# carbon assembly paste



## tjjm36m3 (Mar 4, 2008)

I just pull out the carbon fiber seatpost from the carbon frame and the surface of the seatpost that goes in the frame looks pretty scratched up. I have no problem pulling out the seatpost, it wasn't jammed in there. But do I really need to put on some carbon assembly paste? Will the paste decrease friction and the seatpost slide down thru time? If the paste is recommend, can anyone recommend a brand? Thanks.


----------



## Jeepster82 (Mar 11, 2009)

The paste is to stop the seat tube or whatever from moving. Carbon fiber is very smooth and you will have to torque the bolts down so tight to keep the post from dropping you are gonna crack it. 

The paste increases the friction, and the way I see it carbon paste is carbon paste. If you buy one tube it will be all you need for life, it goes a long way.


----------



## Kerry Irons (Feb 25, 2002)

*Grease?*



tjjm36m3 said:


> I just pull out the carbon fiber seatpost from the carbon frame and the surface of the seatpost that goes in the frame looks pretty scratched up. I have no problem pulling out the seatpost, it wasn't jammed in there. But do I really need to put on some carbon assembly paste? Will the paste decrease friction and the seatpost slide down thru time? If the paste is recommend, can anyone recommend a brand? Thanks.


You can just use grease if your seat post doesn't slip. If the post slips, then use the assembly paste, which is just grease with some particles in it.


----------



## Zipp0 (Aug 19, 2008)

Kerry Irons said:


> You can just use grease if your seat post doesn't slip. If the post slips, then use the assembly paste, which is just grease with some particles in it.


There are indeed particles in it, but I am not sure that it is in fact grease. At least it's not standard petroleum based grease anyway.

> [RECORDS SHOWN]:
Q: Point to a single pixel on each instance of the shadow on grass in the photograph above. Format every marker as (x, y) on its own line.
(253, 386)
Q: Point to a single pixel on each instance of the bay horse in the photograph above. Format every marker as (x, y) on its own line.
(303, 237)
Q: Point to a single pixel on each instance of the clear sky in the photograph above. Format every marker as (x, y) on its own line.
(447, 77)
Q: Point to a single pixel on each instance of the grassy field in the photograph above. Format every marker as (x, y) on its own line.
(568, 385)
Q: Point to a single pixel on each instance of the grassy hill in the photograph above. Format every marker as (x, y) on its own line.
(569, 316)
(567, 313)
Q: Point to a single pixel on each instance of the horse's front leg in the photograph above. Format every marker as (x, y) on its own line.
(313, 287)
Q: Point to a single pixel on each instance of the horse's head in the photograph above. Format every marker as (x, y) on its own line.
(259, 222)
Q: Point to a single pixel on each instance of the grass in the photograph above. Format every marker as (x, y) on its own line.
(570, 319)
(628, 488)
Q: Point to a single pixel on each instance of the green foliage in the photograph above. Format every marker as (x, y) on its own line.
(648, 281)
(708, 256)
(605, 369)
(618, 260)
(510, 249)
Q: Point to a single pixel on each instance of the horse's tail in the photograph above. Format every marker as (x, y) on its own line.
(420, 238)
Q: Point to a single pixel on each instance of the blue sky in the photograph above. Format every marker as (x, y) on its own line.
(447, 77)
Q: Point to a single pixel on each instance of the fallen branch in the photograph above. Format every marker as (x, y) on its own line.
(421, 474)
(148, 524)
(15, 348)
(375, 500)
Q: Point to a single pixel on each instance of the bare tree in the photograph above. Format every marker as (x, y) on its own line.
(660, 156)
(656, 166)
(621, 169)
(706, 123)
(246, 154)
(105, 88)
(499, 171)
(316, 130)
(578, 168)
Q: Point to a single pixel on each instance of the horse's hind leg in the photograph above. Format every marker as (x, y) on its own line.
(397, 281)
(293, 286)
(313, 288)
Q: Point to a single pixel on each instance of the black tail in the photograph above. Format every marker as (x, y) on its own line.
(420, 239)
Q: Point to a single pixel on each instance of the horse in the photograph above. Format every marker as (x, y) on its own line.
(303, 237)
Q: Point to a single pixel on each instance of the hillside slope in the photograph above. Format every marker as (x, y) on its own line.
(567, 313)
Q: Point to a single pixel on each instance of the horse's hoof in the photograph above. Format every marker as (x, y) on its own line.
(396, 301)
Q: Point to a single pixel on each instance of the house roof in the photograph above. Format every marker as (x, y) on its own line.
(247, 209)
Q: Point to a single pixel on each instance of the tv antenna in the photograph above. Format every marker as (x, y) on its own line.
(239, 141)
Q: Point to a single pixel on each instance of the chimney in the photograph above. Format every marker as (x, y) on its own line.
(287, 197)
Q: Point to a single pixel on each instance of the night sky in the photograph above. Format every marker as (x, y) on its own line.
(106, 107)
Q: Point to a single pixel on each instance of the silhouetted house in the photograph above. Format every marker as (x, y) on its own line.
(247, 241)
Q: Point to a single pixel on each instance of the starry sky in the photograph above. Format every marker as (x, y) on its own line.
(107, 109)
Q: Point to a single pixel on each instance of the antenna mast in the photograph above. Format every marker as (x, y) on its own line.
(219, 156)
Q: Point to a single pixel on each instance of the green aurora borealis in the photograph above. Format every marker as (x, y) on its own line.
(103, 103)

> [PROBLEMS AND TASKS]:
(1) Give the usernames of all the people who post in the carbon assembly paste thread.
(2) In the rows, take the stretch from the line containing "the green aurora" through the final row and write it out again with "aurora borealis" replaced by "northern lights", changing nothing else.

> [ANSWERS FOR THE TASKS]:
(1)
tjjm36m3
Jeepster82
Kerry Irons
Zipp0

(2)
Q: Point to a single pixel on each instance of the green northern lights in the photograph above. Format every marker as (x, y) on its own line.
(103, 103)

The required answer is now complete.